# Required actions
[a] In the transcript, what report does Halima mention as very controversial at the time?
[b] Please repeat the stretch of the transcript from "what has climate" through "to confront it.", replacing "harm" with "damage".

═════ Excerpt

It's easy to say most people don't like to be called racist. So that that's obvious but but also, institutions and systems don't like to be called racist as well. And and Halima mentioned the McPherson report that was very controversial at the time, the police system being institutionally racist, You know, with that there are similar things to climate change arguments to to many other industries, there are people who are advantaged by the current system, and there are people who are disadvantaged, if we look at indigenous populations who have come may live in very difficult conditions. And that's due to extractivism to mining companies through the polluted environments that they live in. People get advantage get profits from those industries, and certain people are facing the consequences. And there's a different people, obviously, who who benefits from air pollution in, in the UK or elsewhere, there are certain industries who benefit air pollution as a byproduct of the profits that people are making this resistance to change anyway. But there are people who are actively resisting and there are people around the world who are benefiting from racist structures.

 

Xand Van Tulleken 

it's sort of requiring you almost to point a finger at certain certain places and things in a way that's, that's, that's very difficult. Halima

 

Halima Begum 

what has climate change and racism got in common? And I think there's one apart from the harm of course, the other thing that it's got in common is guilt. So often people who deny climate change, are guilty because of their own actions whether systemically or individually over the years killed is incredibly inhibitive. It paralyses you so it's better to just deny that it's happening same as racism, right? Better to deny that we live in a society that still has prevalent racism than to confront it.

 

Halima Begum 

I think there's a peace around raising public awareness of the issues that confront us and challenge us, because if you can't name it, recognise it, then how on earth can we teach our children that this is still a societal issue at large, but it is not just about direct acts of racism.

══════════
═════ Dataset records

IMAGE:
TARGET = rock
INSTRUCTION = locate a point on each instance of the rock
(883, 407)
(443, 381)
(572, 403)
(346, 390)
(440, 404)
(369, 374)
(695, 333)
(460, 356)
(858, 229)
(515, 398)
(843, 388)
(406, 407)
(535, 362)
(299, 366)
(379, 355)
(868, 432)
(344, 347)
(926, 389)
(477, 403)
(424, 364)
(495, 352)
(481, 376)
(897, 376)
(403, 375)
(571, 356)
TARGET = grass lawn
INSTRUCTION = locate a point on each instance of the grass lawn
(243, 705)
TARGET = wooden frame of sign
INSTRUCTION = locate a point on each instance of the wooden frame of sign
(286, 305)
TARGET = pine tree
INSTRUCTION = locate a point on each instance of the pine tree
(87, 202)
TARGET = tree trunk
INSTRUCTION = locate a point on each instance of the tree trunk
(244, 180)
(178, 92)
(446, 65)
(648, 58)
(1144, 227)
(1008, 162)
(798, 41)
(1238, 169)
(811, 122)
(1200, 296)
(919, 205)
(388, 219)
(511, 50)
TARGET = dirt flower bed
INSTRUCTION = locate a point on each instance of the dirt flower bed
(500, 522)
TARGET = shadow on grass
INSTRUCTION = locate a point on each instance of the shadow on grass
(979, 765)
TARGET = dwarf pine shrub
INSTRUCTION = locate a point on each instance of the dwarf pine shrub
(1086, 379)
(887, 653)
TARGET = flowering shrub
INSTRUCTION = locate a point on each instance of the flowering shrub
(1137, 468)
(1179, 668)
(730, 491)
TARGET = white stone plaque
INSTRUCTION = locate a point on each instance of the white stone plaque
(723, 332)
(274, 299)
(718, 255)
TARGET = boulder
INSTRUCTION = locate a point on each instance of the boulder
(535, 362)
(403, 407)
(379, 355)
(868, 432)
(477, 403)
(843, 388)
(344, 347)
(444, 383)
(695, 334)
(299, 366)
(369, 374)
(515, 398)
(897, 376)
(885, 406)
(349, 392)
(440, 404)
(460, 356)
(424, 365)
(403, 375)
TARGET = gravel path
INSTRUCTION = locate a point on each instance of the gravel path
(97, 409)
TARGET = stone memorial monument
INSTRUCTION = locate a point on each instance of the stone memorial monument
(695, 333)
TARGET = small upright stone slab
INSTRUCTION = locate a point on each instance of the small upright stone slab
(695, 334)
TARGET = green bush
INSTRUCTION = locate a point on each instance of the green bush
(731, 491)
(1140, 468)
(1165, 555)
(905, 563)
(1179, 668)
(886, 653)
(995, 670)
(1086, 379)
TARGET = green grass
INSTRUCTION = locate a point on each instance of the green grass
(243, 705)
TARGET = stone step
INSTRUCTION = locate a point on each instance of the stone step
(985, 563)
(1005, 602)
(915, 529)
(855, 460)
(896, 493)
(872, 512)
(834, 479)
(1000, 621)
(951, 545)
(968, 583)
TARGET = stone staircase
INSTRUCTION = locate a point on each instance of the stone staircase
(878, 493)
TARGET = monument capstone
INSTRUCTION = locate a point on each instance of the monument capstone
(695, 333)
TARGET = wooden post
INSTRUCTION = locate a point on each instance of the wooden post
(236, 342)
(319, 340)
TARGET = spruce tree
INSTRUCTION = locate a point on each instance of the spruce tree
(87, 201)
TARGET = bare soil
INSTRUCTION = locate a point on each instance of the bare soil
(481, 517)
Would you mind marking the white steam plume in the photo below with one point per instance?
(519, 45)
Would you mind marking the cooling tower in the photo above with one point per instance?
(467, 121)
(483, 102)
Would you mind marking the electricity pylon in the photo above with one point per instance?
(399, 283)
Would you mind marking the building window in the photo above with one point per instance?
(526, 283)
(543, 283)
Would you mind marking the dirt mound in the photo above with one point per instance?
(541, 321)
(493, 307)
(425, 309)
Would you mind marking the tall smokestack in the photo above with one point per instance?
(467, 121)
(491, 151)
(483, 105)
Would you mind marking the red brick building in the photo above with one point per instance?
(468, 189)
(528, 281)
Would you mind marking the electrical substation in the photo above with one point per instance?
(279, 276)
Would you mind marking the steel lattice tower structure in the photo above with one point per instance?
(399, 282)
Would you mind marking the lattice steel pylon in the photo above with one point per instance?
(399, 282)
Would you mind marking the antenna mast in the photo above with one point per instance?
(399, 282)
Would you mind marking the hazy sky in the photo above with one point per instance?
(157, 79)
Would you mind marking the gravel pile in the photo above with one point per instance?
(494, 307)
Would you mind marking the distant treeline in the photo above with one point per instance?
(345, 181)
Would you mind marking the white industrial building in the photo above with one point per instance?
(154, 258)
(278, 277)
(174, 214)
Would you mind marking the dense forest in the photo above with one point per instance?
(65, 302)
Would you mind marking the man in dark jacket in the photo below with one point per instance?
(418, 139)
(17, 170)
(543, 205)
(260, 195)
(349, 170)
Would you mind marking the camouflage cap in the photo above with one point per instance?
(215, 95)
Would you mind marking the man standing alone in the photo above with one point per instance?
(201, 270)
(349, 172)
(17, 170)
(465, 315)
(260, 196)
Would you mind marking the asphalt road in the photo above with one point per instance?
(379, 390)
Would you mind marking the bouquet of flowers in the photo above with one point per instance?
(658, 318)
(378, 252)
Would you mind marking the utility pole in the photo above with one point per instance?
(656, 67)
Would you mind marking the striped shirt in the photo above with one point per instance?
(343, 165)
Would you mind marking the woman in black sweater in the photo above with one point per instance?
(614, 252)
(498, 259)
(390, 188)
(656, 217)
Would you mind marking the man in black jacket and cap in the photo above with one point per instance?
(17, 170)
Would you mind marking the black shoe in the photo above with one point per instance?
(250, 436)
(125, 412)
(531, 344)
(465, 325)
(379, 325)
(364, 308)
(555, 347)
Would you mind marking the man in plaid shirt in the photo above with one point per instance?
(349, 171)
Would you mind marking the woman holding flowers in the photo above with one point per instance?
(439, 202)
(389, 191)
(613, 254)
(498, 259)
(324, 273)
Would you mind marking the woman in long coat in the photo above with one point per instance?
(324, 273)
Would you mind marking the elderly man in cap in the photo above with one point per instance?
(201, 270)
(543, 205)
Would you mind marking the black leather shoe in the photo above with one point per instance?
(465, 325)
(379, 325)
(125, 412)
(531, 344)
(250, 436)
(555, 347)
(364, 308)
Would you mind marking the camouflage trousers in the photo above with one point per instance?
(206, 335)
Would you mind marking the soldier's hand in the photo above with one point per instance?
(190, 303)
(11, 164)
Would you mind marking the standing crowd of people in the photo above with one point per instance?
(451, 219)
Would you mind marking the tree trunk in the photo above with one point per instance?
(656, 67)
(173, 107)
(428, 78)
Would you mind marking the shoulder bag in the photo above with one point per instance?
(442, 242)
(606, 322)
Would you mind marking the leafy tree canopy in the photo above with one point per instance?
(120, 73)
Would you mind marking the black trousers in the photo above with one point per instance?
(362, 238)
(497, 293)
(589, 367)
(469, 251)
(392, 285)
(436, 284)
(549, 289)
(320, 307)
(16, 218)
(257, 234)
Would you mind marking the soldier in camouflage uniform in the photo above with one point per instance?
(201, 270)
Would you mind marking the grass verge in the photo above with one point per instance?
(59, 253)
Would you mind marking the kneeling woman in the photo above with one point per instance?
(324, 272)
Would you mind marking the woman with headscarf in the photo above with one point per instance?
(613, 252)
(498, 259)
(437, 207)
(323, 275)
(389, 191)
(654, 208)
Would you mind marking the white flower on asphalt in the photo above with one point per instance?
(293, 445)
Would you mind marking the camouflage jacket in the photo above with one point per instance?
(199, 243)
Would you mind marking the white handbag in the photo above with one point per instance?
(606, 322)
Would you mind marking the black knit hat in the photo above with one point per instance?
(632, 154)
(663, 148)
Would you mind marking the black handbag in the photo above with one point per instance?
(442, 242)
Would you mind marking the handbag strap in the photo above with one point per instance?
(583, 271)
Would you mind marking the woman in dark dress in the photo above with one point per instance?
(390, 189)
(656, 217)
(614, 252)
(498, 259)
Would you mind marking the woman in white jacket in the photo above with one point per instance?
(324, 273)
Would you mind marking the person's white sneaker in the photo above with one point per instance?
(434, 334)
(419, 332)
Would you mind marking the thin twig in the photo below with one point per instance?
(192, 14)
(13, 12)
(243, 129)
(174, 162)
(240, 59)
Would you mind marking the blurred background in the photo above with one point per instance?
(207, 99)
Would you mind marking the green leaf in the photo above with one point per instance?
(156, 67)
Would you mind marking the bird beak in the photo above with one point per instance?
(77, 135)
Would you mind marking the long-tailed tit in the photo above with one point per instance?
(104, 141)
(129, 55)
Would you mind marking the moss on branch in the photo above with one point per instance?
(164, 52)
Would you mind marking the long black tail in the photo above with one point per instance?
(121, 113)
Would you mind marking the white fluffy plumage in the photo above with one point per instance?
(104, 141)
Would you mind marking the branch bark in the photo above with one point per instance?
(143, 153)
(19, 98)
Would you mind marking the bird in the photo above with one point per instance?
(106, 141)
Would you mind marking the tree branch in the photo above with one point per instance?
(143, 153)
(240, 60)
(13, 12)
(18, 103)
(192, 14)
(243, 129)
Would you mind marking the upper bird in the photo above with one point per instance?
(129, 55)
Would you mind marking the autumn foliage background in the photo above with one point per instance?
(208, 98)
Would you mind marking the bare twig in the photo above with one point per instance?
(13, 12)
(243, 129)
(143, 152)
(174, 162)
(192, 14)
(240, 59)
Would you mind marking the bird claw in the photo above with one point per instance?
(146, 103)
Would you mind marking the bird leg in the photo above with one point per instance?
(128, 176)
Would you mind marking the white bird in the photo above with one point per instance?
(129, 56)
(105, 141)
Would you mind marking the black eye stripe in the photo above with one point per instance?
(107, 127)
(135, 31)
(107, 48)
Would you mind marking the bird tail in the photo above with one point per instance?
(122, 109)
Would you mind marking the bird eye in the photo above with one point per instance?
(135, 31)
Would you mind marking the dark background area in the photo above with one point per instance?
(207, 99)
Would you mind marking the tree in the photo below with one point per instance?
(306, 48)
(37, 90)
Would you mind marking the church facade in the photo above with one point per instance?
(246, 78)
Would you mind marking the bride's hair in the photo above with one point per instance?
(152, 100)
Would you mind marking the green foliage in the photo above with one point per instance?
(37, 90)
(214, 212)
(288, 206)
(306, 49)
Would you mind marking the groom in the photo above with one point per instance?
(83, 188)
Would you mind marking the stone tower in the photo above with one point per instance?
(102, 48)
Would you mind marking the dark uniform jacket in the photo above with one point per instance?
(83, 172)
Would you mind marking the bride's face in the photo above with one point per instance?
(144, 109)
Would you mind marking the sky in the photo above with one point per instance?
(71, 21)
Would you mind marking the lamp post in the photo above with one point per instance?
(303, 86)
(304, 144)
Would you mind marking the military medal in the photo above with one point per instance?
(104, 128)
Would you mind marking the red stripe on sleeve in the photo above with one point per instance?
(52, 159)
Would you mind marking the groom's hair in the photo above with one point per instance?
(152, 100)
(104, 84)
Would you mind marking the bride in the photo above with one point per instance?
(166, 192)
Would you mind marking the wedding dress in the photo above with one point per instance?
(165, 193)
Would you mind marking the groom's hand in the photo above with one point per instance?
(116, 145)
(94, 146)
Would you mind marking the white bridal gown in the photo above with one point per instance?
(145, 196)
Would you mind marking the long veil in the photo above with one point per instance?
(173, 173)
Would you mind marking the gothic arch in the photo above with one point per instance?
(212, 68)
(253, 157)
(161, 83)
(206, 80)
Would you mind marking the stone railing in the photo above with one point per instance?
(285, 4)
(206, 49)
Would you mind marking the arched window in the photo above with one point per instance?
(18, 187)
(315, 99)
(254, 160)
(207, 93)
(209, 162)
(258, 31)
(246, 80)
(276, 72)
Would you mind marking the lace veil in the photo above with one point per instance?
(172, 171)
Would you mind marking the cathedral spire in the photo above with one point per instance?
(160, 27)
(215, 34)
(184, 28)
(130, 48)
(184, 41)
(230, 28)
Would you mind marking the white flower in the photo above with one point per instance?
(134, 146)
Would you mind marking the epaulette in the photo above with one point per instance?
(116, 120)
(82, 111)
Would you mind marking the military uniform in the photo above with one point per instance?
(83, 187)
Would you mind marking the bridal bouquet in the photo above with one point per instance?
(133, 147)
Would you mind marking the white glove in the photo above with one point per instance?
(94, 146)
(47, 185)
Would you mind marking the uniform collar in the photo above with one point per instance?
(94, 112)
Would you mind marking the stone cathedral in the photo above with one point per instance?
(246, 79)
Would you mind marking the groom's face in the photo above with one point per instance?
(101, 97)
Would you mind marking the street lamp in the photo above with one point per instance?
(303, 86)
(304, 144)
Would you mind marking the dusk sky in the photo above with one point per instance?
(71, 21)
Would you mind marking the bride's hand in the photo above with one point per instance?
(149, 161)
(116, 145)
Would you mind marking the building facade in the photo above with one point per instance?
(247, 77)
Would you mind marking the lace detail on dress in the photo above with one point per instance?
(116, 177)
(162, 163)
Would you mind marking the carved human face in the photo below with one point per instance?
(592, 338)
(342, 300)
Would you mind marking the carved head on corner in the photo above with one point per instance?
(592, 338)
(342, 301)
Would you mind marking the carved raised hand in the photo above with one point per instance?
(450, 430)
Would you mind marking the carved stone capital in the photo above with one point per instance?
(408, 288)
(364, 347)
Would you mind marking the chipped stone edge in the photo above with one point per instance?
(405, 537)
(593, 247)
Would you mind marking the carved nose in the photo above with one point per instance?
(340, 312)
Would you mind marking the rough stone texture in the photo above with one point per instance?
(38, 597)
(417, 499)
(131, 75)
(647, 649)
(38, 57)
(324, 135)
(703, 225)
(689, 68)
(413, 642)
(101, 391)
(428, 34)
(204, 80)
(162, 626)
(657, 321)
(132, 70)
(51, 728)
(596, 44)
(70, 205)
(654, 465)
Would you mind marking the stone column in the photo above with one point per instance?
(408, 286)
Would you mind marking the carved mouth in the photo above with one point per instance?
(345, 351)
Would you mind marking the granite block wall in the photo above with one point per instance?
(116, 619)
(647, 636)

══════════

# Results for the exercise
[a] The McPherson report.

[b]
what has climate change and racism got in common? And I think there's one apart from the damage of course, the other thing that it's got in common is guilt. So often people who deny climate change, are guilty because of their own actions whether systemically or individually over the years killed is incredibly inhibitive. It paralyses you so it's better to just deny that it's happening same as racism, right? Better to deny that we live in a society that still has prevalent racism than to confront it.